Directions for this task: Return all of the entries exactly as written.

◆ ◆ ◆ ◆

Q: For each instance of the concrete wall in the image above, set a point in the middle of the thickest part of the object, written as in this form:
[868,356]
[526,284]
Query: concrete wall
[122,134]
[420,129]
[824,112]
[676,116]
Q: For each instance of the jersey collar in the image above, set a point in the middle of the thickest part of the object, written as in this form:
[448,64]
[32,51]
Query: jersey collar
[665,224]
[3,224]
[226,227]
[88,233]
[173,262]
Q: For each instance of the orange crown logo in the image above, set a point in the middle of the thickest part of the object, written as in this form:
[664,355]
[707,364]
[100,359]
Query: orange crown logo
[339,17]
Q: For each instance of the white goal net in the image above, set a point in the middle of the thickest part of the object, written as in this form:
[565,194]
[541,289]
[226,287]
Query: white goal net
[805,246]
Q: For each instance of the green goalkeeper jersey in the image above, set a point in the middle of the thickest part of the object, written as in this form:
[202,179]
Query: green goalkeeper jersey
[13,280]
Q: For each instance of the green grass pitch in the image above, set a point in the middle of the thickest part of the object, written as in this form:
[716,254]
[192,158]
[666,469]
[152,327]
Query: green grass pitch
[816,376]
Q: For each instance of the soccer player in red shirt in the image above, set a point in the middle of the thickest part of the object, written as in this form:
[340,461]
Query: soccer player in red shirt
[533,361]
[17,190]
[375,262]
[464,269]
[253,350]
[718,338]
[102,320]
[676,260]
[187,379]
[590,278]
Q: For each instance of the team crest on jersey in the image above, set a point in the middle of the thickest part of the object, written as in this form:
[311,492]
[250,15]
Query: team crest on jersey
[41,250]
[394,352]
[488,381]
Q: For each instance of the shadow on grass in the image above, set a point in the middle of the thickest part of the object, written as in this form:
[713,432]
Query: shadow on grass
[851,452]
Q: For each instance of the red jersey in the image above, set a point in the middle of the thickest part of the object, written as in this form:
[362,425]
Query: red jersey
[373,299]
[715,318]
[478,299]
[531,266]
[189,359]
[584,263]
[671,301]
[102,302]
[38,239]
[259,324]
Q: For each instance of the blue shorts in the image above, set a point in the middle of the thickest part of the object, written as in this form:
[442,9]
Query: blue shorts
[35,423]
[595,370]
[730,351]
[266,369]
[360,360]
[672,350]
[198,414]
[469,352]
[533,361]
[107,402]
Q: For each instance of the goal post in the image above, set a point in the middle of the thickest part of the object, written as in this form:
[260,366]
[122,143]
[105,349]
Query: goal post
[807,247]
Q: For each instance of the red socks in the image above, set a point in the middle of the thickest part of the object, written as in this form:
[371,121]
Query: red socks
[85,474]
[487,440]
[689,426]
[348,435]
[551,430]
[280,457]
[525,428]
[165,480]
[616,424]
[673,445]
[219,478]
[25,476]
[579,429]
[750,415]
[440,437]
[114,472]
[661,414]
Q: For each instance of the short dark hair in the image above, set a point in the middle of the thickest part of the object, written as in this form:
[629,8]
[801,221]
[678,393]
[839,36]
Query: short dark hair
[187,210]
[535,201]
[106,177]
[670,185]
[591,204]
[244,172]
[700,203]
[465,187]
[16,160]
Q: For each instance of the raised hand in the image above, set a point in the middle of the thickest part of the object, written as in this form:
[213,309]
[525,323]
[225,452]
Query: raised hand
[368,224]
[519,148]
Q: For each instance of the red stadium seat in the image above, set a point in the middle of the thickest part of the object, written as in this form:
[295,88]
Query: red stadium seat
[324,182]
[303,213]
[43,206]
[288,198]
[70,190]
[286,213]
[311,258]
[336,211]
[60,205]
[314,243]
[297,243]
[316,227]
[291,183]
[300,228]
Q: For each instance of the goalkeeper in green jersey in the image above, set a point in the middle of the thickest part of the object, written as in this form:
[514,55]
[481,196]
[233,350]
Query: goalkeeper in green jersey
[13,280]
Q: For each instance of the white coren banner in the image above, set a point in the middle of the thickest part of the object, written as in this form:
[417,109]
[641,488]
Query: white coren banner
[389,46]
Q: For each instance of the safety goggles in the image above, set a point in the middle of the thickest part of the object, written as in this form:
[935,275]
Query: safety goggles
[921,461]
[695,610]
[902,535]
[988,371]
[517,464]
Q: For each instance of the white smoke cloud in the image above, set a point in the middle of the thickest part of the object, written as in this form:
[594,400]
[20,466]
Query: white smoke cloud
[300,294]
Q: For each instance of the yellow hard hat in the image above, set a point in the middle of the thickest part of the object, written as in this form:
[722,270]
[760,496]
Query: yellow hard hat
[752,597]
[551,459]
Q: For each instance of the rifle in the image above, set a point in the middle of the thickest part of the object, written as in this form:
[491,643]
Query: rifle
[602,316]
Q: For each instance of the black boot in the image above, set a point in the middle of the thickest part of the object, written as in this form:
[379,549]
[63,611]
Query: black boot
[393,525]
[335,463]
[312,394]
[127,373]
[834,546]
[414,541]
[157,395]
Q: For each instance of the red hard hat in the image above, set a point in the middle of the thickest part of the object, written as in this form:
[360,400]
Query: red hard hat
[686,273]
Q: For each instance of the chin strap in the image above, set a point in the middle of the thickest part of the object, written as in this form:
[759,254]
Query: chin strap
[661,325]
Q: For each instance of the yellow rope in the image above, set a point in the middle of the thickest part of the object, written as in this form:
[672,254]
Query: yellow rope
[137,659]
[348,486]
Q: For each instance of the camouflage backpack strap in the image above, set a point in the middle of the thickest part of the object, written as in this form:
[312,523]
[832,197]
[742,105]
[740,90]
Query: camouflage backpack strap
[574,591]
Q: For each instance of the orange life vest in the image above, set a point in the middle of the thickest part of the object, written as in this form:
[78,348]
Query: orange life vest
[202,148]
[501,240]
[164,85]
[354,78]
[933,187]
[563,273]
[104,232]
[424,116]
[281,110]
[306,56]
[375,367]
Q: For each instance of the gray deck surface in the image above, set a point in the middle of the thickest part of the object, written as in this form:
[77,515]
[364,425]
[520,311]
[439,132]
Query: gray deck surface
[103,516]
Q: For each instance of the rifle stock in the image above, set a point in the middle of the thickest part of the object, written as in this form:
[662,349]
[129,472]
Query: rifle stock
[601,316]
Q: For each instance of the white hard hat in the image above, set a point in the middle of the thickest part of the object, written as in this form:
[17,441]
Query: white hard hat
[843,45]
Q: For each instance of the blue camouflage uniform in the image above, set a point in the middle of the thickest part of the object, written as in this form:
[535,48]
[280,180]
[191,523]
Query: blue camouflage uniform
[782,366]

◆ ◆ ◆ ◆

Written response:
Q: For each instance of the concrete wall in the image above, set a point in the middle of the thickest part of the object, written as in this form:
[868,356]
[526,284]
Query: concrete wall
[122,134]
[420,129]
[824,112]
[676,116]
Q: For each instance of the jersey collar in the image above, set a point in the middle of the thickest part of the object, written as in this form:
[448,64]
[32,51]
Query: jersey collar
[665,224]
[3,224]
[226,227]
[88,233]
[173,262]
Q: For each instance of the orange crown logo in the image above, set a point in the middle of the thickest part of the object, written as in this form:
[664,355]
[707,364]
[100,359]
Query: orange crown logo
[339,17]
Q: For each instance of the white goal net in the image above, set a point in the middle of the thickest part of the object, written as in this form:
[565,194]
[541,289]
[226,287]
Query: white goal net
[805,246]
Q: For each instance of the green goalkeeper jersey in the image above, set a point in the middle of the thickest part of the object, written as in this form:
[202,179]
Query: green goalkeeper jersey
[13,280]
Q: For each instance of the green grass pitch in the image above, set a point in the middle of the thickest part of the object, written as in this form:
[716,254]
[192,158]
[666,469]
[152,327]
Query: green grass pitch
[816,376]
Q: For each instance of the soccer player in red shirt in the image above, set a point in the middle of the thickest part of the object, written as in this form:
[340,461]
Query: soccer player in red shirt
[533,361]
[17,190]
[375,262]
[464,269]
[253,350]
[718,338]
[102,320]
[676,260]
[187,379]
[590,278]
Q: For each instance of the team crest on jersey in the image above, set a point in the middle of the thickest part of the object, written as in this form:
[311,492]
[250,15]
Query: team crest on jersey
[41,250]
[394,352]
[488,381]
Q: For each instance of the shadow on grass in the image above, set a point in the middle of the thickest part of the object, written as in this form:
[713,432]
Query: shadow on grass
[851,452]
Q: For each instance of the red jersey in the image above, set a point in the middle of the thickest part of the object, written as in this form:
[362,425]
Query: red jersey
[373,299]
[715,318]
[478,299]
[531,266]
[189,359]
[584,263]
[671,301]
[102,302]
[38,239]
[259,324]
Q: For each instance of the blue shorts in the image above, set a point in the middle of the thickest part of the object, written as in this form:
[442,9]
Query: blue shorts
[35,423]
[595,370]
[730,351]
[266,369]
[360,360]
[672,350]
[198,414]
[469,352]
[533,361]
[107,402]
Q: For each instance of the goal post in the image above, set a point in the middle of the thickest part of the object, written as in this form:
[260,366]
[122,143]
[105,349]
Query: goal post
[807,247]
Q: For each instance of the red socks in the image above, set a point in the middle of the thickest part of the object, written as in this form:
[371,121]
Query: red socks
[85,474]
[487,440]
[689,426]
[348,435]
[551,430]
[280,457]
[525,428]
[165,480]
[616,424]
[673,445]
[219,478]
[25,476]
[579,429]
[750,415]
[440,437]
[114,472]
[661,414]
Q: For each instance of the short dark hair in the image above, set a point in the middle of the thickest part of the object, written as in this form:
[629,8]
[801,221]
[678,393]
[839,36]
Query: short dark hair
[187,210]
[535,201]
[106,177]
[670,185]
[591,204]
[244,172]
[700,203]
[465,187]
[16,160]
Q: For each instance of the raised hand in the image above, set a point in the middle of the thickest part of the object, written as in this form:
[213,309]
[525,323]
[225,452]
Query: raised hand
[368,224]
[519,148]
Q: For each instance of the red stadium seat in the image above, set a point in the middle of the thickest part of the object, written as in this form:
[295,88]
Query: red stadium seat
[324,182]
[303,213]
[43,206]
[288,198]
[70,190]
[286,213]
[311,258]
[336,211]
[60,205]
[314,243]
[297,243]
[316,227]
[291,183]
[300,228]
Q: For each instance of the goalkeeper in green jersey in the image above, set a point in the middle of the thickest part of the object, written as in this form:
[514,55]
[481,196]
[233,350]
Query: goalkeeper in green jersey
[13,280]
Q: For each instance of the white coren banner in the image above, set a point in the middle of the thickest part of the object, written as in this form:
[417,109]
[641,488]
Query: white coren banner
[389,46]
Q: For each instance of the safety goggles in the image above, set a point in the middle of the thickest part of the object, written as in this form:
[935,275]
Query: safety goggles
[921,461]
[695,610]
[902,535]
[988,371]
[517,464]
Q: For each instance of the white smoke cloud in the image above, set a point in the middle of the thickest part of the object, written as in this form:
[594,400]
[20,466]
Query: white smoke cloud
[300,294]
Q: For each instance of the yellow hard hat in the image above, set a point in the middle of the thickest part of the object, written as in this form:
[722,270]
[760,496]
Query: yellow hard hat
[752,597]
[551,459]
Q: For each instance of the rifle in the image above, set a point in the middle of the thickest part of the object, written as in this form:
[491,643]
Query: rifle
[602,316]
Q: For each instance of the black boot in the image above, set a point in the middle of the thickest part of the object, written as in this form:
[379,549]
[63,611]
Query: black boot
[393,525]
[335,463]
[312,394]
[127,373]
[834,546]
[414,541]
[157,395]
Q: For each instance of the red hard hat in the image above, set a point in the middle of the thickest part of the object, written as in this form:
[360,400]
Query: red hard hat
[686,273]
Q: For each instance of the chin strap in the image above, set a point in the middle of the thickest part of the object, written as in this form:
[759,254]
Query: chin strap
[661,325]
Q: For each instance of the yellow rope in the image above, set a point in the middle of the thickest part of the object, written as in this form:
[672,254]
Query: yellow rope
[137,659]
[348,486]
Q: For each instance of the camouflage backpack strap in the image above, set a point in the middle of the thickest part of the object, written as in this form:
[312,523]
[832,197]
[742,105]
[740,90]
Query: camouflage backpack strap
[574,591]
Q: For each instance of the orange life vest in the image above, set a point in the middle of the thickest part of the object, written as in this form:
[78,348]
Query: orange life vest
[202,148]
[501,240]
[164,85]
[354,78]
[933,187]
[563,273]
[104,232]
[424,116]
[281,110]
[306,56]
[375,367]
Q: For each instance of the gray deck surface in the image above, set a point in the middle of the thickest part of the object, written as in this form:
[77,515]
[364,425]
[520,311]
[439,132]
Query: gray deck surface
[103,516]
Q: For each instance of the rifle stock in the image above, set a point in the middle of the thickest part of the object, written as in this form:
[662,349]
[129,472]
Query: rifle stock
[601,316]
Q: For each instance of the white hard hat in the image above, set a point in the middle of the thickest part of the object, written as in this form:
[17,441]
Query: white hard hat
[843,45]
Q: For each instance of the blue camouflage uniform in the image above, set a point in the middle of the thickest part of the object, written as in this form:
[535,48]
[280,180]
[191,523]
Query: blue camouflage uniform
[782,366]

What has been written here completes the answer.